Only lines containing "instance" are wanted from the data below. Copy those lines.
☆ ☆ ☆ ☆ ☆ ☆ ☆
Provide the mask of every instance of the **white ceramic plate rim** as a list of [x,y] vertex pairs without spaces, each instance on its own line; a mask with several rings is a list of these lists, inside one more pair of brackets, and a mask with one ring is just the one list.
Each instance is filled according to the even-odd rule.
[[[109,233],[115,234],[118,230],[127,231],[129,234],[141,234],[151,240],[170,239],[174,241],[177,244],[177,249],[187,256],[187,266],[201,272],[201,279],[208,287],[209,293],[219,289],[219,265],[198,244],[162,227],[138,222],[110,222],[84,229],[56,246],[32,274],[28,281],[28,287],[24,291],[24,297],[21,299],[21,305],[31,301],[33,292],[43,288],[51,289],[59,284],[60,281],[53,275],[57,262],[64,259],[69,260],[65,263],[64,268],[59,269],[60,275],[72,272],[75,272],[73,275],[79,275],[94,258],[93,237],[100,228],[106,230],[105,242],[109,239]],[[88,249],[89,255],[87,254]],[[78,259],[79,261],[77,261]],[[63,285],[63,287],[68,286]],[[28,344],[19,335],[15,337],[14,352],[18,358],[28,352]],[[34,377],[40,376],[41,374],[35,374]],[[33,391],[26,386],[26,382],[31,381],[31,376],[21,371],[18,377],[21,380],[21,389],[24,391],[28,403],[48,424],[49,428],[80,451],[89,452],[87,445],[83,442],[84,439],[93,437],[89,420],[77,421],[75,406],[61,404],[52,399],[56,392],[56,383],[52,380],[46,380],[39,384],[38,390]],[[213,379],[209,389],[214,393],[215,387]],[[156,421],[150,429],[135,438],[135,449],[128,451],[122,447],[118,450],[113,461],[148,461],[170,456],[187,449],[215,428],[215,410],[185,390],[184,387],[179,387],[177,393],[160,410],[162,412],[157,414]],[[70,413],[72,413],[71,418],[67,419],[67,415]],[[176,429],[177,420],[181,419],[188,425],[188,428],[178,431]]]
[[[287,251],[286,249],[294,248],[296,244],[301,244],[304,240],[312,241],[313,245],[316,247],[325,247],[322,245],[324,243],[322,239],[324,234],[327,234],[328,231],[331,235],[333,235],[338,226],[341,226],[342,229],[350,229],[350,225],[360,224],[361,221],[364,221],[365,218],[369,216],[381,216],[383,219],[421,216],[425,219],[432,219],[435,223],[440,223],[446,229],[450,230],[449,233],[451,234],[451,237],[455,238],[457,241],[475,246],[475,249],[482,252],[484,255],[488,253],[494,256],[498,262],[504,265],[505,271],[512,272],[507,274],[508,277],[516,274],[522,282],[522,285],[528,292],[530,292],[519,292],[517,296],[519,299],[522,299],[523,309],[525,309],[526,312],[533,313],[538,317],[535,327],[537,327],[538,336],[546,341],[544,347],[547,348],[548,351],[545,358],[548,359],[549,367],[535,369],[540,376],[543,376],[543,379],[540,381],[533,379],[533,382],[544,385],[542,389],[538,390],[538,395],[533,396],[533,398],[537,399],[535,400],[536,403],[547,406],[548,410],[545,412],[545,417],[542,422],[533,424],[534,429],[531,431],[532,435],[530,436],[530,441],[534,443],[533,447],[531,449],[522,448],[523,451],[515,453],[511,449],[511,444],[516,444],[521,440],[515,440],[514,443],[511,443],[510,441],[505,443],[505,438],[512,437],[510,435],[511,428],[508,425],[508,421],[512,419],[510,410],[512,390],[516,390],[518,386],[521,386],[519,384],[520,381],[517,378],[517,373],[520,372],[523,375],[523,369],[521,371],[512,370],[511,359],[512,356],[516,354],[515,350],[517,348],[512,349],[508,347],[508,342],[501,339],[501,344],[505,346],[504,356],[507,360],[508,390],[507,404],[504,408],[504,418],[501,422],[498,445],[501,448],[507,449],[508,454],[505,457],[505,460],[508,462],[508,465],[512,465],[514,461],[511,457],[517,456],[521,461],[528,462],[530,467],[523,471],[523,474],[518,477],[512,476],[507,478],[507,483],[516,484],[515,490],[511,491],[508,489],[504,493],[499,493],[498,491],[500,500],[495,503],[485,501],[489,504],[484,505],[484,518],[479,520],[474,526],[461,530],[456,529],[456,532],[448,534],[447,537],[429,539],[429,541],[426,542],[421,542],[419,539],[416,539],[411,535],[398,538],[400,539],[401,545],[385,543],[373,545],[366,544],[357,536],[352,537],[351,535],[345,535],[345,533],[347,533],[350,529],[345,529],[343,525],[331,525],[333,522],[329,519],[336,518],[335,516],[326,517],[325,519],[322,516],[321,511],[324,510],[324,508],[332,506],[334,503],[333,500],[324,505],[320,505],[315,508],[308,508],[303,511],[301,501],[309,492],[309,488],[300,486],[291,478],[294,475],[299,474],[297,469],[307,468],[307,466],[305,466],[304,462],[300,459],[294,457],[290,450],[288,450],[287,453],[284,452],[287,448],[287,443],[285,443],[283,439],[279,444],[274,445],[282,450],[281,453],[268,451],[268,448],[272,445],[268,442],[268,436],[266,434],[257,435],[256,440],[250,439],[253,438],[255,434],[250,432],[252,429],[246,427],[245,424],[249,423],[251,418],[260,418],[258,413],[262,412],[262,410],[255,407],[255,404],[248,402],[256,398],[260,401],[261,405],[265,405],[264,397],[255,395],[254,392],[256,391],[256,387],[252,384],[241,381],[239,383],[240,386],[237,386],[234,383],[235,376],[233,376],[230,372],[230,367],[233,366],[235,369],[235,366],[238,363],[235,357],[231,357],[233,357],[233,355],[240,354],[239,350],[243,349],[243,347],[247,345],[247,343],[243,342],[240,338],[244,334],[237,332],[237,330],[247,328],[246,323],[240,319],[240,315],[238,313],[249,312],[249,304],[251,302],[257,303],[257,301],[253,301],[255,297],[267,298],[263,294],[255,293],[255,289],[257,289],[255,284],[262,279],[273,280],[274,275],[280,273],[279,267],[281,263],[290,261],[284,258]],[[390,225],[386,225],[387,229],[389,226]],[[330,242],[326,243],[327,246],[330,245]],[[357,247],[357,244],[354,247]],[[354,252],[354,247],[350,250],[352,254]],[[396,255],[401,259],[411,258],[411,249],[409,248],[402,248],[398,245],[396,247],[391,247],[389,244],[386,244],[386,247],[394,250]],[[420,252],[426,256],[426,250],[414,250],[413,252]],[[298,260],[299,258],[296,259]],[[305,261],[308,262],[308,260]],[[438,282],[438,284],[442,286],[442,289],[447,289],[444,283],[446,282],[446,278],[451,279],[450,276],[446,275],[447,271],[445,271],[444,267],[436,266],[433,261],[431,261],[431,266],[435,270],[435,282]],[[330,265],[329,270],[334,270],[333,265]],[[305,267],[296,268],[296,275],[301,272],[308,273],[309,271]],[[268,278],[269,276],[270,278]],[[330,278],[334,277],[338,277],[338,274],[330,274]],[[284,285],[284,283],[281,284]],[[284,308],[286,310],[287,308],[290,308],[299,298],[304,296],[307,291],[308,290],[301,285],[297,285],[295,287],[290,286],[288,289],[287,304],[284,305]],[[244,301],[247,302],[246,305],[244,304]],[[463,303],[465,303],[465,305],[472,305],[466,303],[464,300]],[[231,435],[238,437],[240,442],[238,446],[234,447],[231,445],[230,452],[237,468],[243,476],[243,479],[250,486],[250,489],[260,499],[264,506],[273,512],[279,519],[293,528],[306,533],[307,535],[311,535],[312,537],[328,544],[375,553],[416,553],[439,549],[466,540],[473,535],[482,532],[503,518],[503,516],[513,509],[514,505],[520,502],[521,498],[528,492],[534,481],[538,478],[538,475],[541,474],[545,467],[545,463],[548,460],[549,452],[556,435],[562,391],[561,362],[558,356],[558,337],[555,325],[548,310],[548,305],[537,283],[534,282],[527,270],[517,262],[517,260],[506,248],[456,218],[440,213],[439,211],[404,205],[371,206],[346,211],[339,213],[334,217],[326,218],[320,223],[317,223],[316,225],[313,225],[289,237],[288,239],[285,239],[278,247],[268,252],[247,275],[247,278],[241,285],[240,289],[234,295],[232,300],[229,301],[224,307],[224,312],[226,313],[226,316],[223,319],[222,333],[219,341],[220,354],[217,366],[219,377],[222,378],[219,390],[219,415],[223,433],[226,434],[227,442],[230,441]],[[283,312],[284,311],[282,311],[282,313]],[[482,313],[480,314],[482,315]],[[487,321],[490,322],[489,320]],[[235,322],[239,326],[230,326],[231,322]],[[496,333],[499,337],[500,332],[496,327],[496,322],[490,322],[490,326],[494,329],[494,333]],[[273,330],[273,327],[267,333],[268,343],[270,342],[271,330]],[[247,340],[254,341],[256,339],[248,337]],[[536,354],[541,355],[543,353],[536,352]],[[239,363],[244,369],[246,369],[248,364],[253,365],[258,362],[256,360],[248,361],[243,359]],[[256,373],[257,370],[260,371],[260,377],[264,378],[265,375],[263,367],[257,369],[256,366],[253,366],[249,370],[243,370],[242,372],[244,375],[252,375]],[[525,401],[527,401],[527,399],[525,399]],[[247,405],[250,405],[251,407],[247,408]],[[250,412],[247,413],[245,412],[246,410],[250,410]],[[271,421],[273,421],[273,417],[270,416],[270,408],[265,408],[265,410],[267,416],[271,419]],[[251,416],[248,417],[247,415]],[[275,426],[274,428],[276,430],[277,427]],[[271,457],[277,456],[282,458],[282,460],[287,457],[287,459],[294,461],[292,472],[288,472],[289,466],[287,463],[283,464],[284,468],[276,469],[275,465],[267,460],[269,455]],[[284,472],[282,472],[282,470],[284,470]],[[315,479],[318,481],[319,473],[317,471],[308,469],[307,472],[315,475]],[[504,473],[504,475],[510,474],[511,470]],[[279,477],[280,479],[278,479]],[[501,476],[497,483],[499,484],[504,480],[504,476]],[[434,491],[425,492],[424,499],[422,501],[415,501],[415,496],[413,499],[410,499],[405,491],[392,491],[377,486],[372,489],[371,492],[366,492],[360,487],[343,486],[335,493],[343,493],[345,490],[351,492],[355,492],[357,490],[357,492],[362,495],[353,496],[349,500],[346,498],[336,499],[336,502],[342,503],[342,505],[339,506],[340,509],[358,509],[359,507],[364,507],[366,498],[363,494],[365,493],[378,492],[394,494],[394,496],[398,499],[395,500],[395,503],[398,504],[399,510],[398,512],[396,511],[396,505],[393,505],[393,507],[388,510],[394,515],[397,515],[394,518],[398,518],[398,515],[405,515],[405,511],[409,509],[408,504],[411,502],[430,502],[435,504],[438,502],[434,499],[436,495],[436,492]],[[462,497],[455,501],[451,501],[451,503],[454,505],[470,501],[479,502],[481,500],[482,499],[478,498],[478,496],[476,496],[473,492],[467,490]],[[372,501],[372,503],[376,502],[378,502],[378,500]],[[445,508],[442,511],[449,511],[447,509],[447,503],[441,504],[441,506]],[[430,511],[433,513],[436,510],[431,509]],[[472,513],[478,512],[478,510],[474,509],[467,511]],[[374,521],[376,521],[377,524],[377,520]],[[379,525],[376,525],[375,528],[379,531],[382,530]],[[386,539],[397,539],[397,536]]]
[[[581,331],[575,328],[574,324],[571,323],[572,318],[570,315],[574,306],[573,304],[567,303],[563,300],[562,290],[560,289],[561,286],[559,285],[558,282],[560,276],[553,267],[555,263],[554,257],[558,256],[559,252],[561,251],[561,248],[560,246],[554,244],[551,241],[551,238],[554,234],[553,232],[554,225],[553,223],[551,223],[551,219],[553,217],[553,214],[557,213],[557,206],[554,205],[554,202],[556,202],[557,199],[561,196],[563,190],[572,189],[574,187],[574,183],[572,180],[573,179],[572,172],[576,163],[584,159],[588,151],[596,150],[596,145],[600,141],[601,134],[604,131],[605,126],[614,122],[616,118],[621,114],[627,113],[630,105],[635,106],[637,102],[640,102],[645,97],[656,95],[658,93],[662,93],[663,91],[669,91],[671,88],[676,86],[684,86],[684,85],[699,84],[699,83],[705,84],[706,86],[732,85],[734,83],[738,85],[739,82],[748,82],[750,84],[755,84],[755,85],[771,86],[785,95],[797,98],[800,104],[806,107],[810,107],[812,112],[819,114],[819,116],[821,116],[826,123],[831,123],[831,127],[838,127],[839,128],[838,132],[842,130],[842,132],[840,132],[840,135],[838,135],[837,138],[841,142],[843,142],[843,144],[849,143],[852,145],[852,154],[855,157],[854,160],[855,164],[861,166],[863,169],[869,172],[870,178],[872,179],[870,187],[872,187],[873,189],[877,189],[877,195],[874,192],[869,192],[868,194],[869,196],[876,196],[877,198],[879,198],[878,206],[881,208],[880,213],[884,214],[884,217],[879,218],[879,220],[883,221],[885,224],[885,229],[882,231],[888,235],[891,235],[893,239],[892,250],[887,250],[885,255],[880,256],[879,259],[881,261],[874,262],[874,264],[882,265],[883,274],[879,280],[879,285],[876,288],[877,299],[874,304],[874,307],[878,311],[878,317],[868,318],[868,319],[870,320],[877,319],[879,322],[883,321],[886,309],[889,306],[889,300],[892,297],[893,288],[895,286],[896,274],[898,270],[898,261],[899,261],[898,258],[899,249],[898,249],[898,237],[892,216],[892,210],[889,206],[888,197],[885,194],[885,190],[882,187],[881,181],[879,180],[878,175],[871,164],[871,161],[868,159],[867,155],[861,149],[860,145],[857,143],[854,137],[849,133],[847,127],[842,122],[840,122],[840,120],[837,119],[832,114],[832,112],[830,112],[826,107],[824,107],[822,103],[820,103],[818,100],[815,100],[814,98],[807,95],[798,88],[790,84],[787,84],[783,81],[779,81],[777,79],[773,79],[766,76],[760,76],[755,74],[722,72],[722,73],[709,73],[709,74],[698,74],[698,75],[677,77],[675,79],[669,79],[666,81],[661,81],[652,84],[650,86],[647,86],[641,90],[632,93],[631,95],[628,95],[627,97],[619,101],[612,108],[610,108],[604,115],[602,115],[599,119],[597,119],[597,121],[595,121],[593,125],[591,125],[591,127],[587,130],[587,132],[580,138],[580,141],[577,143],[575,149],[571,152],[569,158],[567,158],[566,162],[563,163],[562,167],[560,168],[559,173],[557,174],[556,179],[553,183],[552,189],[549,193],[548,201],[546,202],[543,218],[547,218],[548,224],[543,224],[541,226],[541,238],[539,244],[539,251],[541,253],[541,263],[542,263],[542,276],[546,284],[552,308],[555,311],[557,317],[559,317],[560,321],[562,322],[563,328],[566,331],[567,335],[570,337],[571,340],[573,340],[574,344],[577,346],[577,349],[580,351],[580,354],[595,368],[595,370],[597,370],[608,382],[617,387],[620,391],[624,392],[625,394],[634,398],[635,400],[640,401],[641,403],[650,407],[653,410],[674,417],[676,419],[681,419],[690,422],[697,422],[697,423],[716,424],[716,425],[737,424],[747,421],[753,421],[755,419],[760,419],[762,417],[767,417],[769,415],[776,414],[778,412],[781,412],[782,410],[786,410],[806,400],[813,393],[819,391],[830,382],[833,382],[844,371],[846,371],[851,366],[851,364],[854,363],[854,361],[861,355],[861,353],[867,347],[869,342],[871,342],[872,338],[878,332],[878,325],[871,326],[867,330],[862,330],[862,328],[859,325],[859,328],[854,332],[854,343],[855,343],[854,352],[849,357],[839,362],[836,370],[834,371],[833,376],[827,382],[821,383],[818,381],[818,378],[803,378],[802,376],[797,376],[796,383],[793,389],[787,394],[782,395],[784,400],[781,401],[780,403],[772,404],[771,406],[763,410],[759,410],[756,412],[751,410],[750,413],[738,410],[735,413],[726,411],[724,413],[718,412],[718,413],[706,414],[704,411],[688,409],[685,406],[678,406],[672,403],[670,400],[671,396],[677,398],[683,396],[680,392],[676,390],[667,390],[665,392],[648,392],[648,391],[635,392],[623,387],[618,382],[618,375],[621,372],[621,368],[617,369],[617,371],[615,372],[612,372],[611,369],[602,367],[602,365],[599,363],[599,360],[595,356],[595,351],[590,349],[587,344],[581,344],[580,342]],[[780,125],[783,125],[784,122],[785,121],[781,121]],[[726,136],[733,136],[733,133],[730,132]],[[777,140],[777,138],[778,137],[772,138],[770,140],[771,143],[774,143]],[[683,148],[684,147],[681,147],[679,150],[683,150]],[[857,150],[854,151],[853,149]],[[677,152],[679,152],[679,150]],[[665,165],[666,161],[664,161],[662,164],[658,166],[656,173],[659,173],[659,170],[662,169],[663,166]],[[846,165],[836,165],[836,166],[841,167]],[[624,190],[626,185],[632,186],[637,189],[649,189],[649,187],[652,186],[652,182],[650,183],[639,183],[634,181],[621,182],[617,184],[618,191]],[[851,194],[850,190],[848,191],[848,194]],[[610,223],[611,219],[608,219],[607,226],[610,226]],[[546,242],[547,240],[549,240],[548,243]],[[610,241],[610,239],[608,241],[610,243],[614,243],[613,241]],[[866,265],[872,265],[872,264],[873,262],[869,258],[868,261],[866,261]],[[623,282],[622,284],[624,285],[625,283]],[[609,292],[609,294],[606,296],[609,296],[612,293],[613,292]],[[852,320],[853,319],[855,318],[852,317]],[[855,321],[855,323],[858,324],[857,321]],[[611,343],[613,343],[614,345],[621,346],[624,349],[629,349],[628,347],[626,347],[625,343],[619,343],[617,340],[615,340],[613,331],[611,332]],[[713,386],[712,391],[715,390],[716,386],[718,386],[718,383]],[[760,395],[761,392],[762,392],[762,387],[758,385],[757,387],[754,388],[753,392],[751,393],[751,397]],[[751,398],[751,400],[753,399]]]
☆ ☆ ☆ ☆ ☆ ☆ ☆
EXPECTED ANSWER:
Provide the mask of every instance of the **white ceramic plate rim** as a list of [x,y] vertex pairs without spaces, each instance on its own line; a mask with several rings is a list of these lists, inside one more pair of brackets, and a mask with one ring is just the one list.
Each instance is filled according to the even-odd rule.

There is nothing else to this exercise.